-- start Extracted entries --
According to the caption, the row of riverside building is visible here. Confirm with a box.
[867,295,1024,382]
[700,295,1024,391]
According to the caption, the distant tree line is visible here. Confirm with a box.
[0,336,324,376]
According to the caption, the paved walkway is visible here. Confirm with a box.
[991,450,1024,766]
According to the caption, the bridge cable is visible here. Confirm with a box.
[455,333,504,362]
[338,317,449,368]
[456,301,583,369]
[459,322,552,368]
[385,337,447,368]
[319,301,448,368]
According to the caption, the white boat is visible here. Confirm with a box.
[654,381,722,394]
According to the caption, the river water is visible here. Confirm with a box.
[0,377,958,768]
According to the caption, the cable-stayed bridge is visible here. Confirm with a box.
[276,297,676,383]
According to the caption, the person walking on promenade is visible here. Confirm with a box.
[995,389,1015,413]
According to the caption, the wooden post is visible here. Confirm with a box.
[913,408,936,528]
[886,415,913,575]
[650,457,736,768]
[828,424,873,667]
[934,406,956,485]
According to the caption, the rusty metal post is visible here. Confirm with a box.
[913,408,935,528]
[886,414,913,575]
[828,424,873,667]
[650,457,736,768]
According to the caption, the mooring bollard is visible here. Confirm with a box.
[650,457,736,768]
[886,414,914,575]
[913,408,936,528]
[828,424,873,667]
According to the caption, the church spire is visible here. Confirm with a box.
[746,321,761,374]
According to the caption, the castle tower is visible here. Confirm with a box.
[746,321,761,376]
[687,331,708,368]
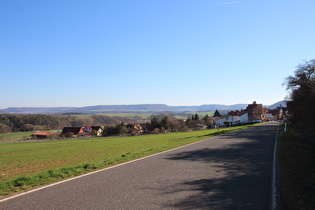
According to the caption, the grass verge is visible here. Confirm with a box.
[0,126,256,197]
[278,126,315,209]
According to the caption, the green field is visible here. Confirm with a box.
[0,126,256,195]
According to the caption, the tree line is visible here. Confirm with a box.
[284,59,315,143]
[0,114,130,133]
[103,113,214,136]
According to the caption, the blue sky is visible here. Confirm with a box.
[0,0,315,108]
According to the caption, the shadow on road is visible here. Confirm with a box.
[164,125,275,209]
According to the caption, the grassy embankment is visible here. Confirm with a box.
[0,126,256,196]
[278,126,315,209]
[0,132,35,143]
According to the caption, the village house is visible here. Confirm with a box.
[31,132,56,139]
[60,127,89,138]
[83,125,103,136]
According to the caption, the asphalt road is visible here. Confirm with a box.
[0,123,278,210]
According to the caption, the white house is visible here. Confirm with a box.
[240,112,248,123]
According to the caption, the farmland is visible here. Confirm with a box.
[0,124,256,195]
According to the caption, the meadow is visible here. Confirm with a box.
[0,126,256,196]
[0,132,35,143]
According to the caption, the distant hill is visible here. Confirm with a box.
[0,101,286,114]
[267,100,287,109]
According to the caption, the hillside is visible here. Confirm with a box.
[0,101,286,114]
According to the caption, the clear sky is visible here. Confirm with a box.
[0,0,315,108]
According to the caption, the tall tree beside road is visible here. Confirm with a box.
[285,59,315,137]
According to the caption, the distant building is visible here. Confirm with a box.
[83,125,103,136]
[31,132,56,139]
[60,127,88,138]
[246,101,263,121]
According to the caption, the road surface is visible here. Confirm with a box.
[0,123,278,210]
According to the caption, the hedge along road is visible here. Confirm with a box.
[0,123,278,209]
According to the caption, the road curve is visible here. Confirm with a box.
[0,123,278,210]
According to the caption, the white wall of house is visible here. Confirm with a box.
-- end Extracted entries --
Requirements:
Rewrite all the records above with "Confirm with a box" changed to "Mark it with a box" and everything else left the same. Leave the pictures out.

Finished task:
According to the caption, the row of riverside building is visible here. Mark it with a box.
[867,295,1024,382]
[700,295,1024,391]
According to the caption, the distant tree line is visible here. Mark it with a box.
[0,336,324,376]
According to the caption, the paved walkway is visible here. Mark it with a box.
[991,450,1024,766]
According to the caption, the bridge cable is visible here. Mark it with a box.
[455,333,504,362]
[338,317,449,368]
[456,301,583,369]
[459,322,552,368]
[385,337,447,368]
[319,301,448,368]
According to the caption, the white boat is visible here. Mark it with a box.
[654,381,722,394]
According to the caption, the river water is visible here. Mark it with a box.
[0,377,958,768]
According to the caption, the cable-stayed bridge is visible here. Mark it with a box.
[276,297,676,383]
According to the caption, the person walking on promenade is visible here. Mark it with a box.
[995,389,1015,413]
According to the caption, the wooden post is visible here. Mark it with a box.
[913,408,936,528]
[886,415,913,575]
[650,457,736,768]
[828,424,873,667]
[934,406,956,485]
According to the caption, the rusty metal post is visible here. Mark it with a box.
[913,408,935,528]
[886,414,913,575]
[828,424,873,667]
[650,457,736,768]
According to the caption, the mooring bollard is visible here. Mark it with a box.
[650,457,736,768]
[886,414,914,575]
[913,408,936,528]
[828,424,873,667]
According to the caption, the church spire is visible here. Mark it with a box.
[746,321,761,374]
According to the caption, the castle tower is visible here. Mark it with a box.
[746,321,761,376]
[687,331,708,368]
According to the caption, the grass verge is visible here. Mark it with a box.
[0,126,256,197]
[278,126,315,209]
According to the caption, the green field is visible here. Mark it with a box.
[0,126,256,195]
According to the caption, the tree line is visible here. Mark it with a box.
[284,59,315,143]
[0,114,130,133]
[103,113,214,136]
According to the caption, the blue sky is visible here. Mark it with a box.
[0,0,315,108]
According to the caption, the shadow on road is visible here. Mark it with a box.
[164,125,275,209]
According to the caption, the grassy embankment is visible here. Mark it with a box.
[0,126,256,196]
[278,126,315,209]
[0,132,35,143]
According to the caption, the village house is visible here. Mark it with a box.
[31,132,56,139]
[60,127,89,138]
[83,125,103,136]
According to the caption, the asphalt road is visible here. Mark it with a box.
[0,123,278,210]
According to the caption, the white house is visible here. Mark it with a box.
[240,112,248,123]
According to the caption, the farmland is visible here. Mark it with a box.
[0,124,256,195]
According to the caption, the meadow is visible here. Mark it with a box.
[0,126,256,196]
[0,132,35,143]
According to the caption, the distant hill is visible here. Mark it with a box.
[0,101,286,114]
[267,100,287,109]
According to the caption, the hillside is visible here. Mark it with a box.
[0,101,286,114]
According to the caption, the clear sky is visible here. Mark it with a box.
[0,0,315,108]
According to the caption, the tall tree beside road is visible here. Mark it with a box.
[285,59,315,137]
According to the caption, the distant building is visible here. Mark it with a box.
[83,125,103,136]
[31,132,56,139]
[60,127,88,138]
[246,101,263,121]
According to the caption, the road surface is visible here. Mark it with a box.
[0,123,278,210]
According to the caption, the hedge along road is visible here. Mark it with a box.
[0,123,278,209]
According to the caption, the road curve is visible here. Mark it with a box.
[0,123,278,210]
According to the caption, the white wall of house is visible here. Mark it with a box.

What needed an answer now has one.